Estos teóricos contribuyeron a la conformación de una corriente de pensamiento y acción política muy ligada al zapatismo, con ramificaciones en los movimientos por la reforma agraria en Brasil y en algunos emprendimientos autónomos de trabajadores desocupados en la Argentina. Uno de los problemas principales que tiene esta perspectiva es que no diferencia el espacio territorial nacional-estatal como lugar específico de disputa a escala global de la lógica de dominación estatal al interior de tal espacio. La consecuencia es que subestima las luchas que se pueden desarrollar dentro de los límites de los espacios jurídico-territoriales de los Estados realmente existentes y las formas de materialización de conquistas populares en la trama estatal.

El posneoliberalismo en América Latina

Nuevos gobiernos, ¿nuevos Estados?

Ejercicios propuestos
A - Responda según el fragmento:
(i) ¿A qué movimiento está muy ligada la corriente de pensamiento y acción política?
(ii) ¿En qué país se sitúan los emprendimientos autónomos de trabajadores desocupados?
(iii) ¿Qué subestima esta perspectiva, según la última oración?
B - Indique si cada afirmación concuerda con el fragmento:
(i) La corriente tiene ramificaciones en los movimientos por la reforma agraria en Brasil.
(ii) Esta perspectiva distingue el espacio territorial nacional-estatal de la lógica de dominación estatal.
(iii) Esta perspectiva sobrestima las luchas dentro de los límites de los Estados.

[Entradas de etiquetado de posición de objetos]

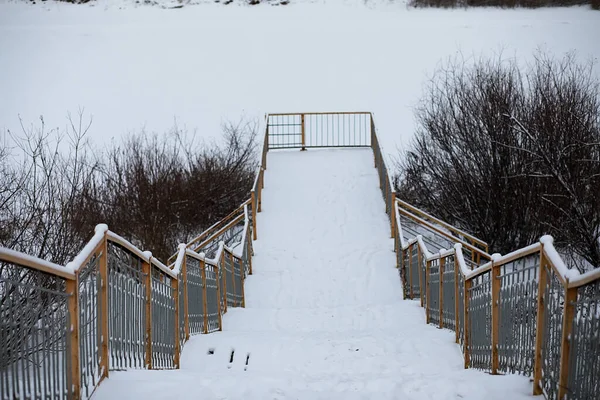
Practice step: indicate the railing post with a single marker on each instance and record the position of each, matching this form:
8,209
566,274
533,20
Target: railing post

Respuestas en orden
A -
(i) Al zapatismo.
(ii) En la Argentina.
(iii) Las luchas que se pueden desarrollar dentro de los límites de los espacios jurídico-territoriales de los Estados realmente existentes y las formas de materialización de conquistas populares en la trama estatal.

B -
(i) Sí: "con ramificaciones en los movimientos por la reforma agraria en Brasil".
(ii) No: "no diferencia el espacio territorial nacional-estatal como lugar específico de disputa a escala global de la lógica de dominación estatal al interior de tal espacio".
(iii) No: "subestima las luchas que se pueden desarrollar dentro de los límites de los espacios jurídico-territoriales de los Estados realmente existentes".